#### EXTRAIT DE PAGE ####

Ces prélèvements importants affaiblissant notre adversaire, le moment paraissait donc judicieusement choisi pour reprendre l'offensive ; d'autre part, à la fin de ce même mois de novembre, nous obtenions de l'Angleterre la promesse que des forces plus nombreuses allaient prochainement débarquer en France.
 L'armée anglaise allait pouvoir étendre son front, ce qui nous permettrait de garder en réserve de nouvelles unités, destinées à nourrir nos attaques et à exploiter le succès.

Aussi, dès fin novembre, le Généralissime prescrivait-il aux armées de pousser nos lignes à distance d'assaut des lignes ennemies sur tous les points où il était possible d'envisager des attaques futures.
Ailleurs, au contraire, on devait accroître les défenses accessoires pour rendre les secteurs absolument inviolables.

Une instruction du 8 décembre prévoit deux offensives principales et quatre attaques secondaires :

LES OFFENSIVES PRINCIPALES :
L’offensive de la 10e armée en Artois
L'offensive de la 4e armee en Champagne

LES OFFENSIVES SECONDAIRES :
Le 2e corps en Argonne
La 8e armée dans les Flandres

La 2e armée à La Boisselle
Les 3e et 1e armées en Argonne et sur la Meuse

 
L'offensive de la 10ème armée en Artois (17 décembre 1914 - 17 janvier 1915)
 

Y étaient :

  • Félix JAUFFRET de Barjols (9ème BICM), tué à l'ennemi le 21 décembre 1914 à Mametz (Pas-de-Calais).
  • Marius BOUFFIER de Barjols (27ème BCA), tué à l'ennemi le 27 décembre 1914 à Carency (Pas-de-Calais).
  • Fernand LENT de Varages (27ème BCA), tué à l'ennemi le 27 décembre 1914 à Carency (Pas-de-Calais).
  • Anselme JULLIEN de Pourrières (27ème BCA), tué à l'ennemi le 27 décembre 1914 à Carency (Pas-de-Calais).
  • Alexandre MISTRE de Saint-Julien-le-Montagnier (27ème BCA), tué à l'ennemi le 27 décembre 1914 à Carency (Pas-de-Calais).
 
 

Le général de Maud'huy, par ses instructions des 12 et 13 décembre, avait indiqué comme but des attaques, la rupture du front ennemi sur les hauteurs 140 - La Folie.
Les attaques devaient être menées
--- Par le 33e corps d'armée, renforcé de la 45e division, dans la direction du bois de Berthonval
--- Par le 21e corps d'armée sur l'axe Aix Noulette-Souchez
--- Par le 10e corps d'armée au nord-est d'Arras

Le 1e corps de cavalerie était prêt à exploiter le succès et l'armée britannique devait coopérer à l'action, tout au moins par le corps indien qui formait son aile droite.

####

CONSIGNE 1: Restitue sous forme de liste JSON de chaînes les lignes des données enregistrées, en partant de celle qui contient "The component shall locate one point per instance of the dark" et en allant jusqu'à la dernière ligne de ces données. Mets une chaîne par ligne et omets les lignes vides.

#### DONNÉES LISTÉES ####

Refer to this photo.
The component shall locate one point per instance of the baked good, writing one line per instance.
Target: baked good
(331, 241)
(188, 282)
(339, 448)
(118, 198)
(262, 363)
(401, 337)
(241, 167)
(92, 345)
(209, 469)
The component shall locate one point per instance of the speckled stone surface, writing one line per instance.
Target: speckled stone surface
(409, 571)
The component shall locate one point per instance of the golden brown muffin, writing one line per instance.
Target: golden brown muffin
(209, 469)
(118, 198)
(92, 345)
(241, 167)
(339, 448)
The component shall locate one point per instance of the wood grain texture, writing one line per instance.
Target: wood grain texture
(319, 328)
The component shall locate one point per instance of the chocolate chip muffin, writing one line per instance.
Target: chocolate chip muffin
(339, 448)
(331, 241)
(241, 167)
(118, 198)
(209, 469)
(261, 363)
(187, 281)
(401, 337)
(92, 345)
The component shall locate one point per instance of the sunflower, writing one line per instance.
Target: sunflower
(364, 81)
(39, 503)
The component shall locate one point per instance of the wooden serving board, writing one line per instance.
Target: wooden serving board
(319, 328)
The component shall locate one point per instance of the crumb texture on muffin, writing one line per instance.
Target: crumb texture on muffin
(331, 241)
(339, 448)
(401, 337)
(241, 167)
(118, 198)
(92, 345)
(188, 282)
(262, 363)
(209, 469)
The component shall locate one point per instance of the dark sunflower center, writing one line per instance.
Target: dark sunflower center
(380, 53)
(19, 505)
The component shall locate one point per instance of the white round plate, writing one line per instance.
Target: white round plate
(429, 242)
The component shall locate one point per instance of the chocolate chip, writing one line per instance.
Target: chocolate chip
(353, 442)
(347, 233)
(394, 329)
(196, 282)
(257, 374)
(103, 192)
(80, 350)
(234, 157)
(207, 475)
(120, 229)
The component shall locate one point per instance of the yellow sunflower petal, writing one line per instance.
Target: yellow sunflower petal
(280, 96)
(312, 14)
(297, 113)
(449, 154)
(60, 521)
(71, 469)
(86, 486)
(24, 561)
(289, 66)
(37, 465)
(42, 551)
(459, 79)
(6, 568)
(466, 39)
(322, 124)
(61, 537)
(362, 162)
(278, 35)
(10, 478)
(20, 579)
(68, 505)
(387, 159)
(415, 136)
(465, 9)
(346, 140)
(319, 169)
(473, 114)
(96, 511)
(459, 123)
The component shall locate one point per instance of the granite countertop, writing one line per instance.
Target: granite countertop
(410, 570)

####

CONSIGNE 2: Recopie fidèlement le passage de l'extrait sur les offensives de l'hiver 1914, en commençant par "Aussi, dès fin" et en allant jusqu'à "secteurs absolument inviolables.".

RÉPONSE FINALE 1:
[
  "The component shall locate one point per instance of the dark sunflower center, writing one line per instance.",
  "Target: dark sunflower center",
  "(380, 53)",
  "(19, 505)",
  "The component shall locate one point per instance of the white round plate, writing one line per instance.",
  "Target: white round plate",
  "(429, 242)",
  "The component shall locate one point per instance of the chocolate chip, writing one line per instance.",
  "Target: chocolate chip",
  "(353, 442)",
  "(347, 233)",
  "(394, 329)",
  "(196, 282)",
  "(257, 374)",
  "(103, 192)",
  "(80, 350)",
  "(234, 157)",
  "(207, 475)",
  "(120, 229)",
  "The component shall locate one point per instance of the yellow sunflower petal, writing one line per instance.",
  "Target: yellow sunflower petal",
  "(280, 96)",
  "(312, 14)",
  "(297, 113)",
  "(449, 154)",
  "(60, 521)",
  "(71, 469)",
  "(86, 486)",
  "(24, 561)",
  "(289, 66)",
  "(37, 465)",
  "(42, 551)",
  "(459, 79)",
  "(6, 568)",
  "(466, 39)",
  "(322, 124)",
  "(61, 537)",
  "(362, 162)",
  "(278, 35)",
  "(10, 478)",
  "(20, 579)",
  "(68, 505)",
  "(387, 159)",
  "(415, 136)",
  "(465, 9)",
  "(346, 140)",
  "(319, 169)",
  "(473, 114)",
  "(96, 511)",
  "(459, 123)",
  "The component shall locate one point per instance of the granite countertop, writing one line per instance.",
  "Target: granite countertop",
  "(410, 570)"
]

RÉPONSE FINALE 2:
Aussi, dès fin novembre, le Généralissime prescrivait-il aux armées de pousser nos lignes à distance d'assaut des lignes ennemies sur tous les points où il était possible d'envisager des attaques futures.
Ailleurs, au contraire, on devait accroître les défenses accessoires pour rendre les secteurs absolument inviolables.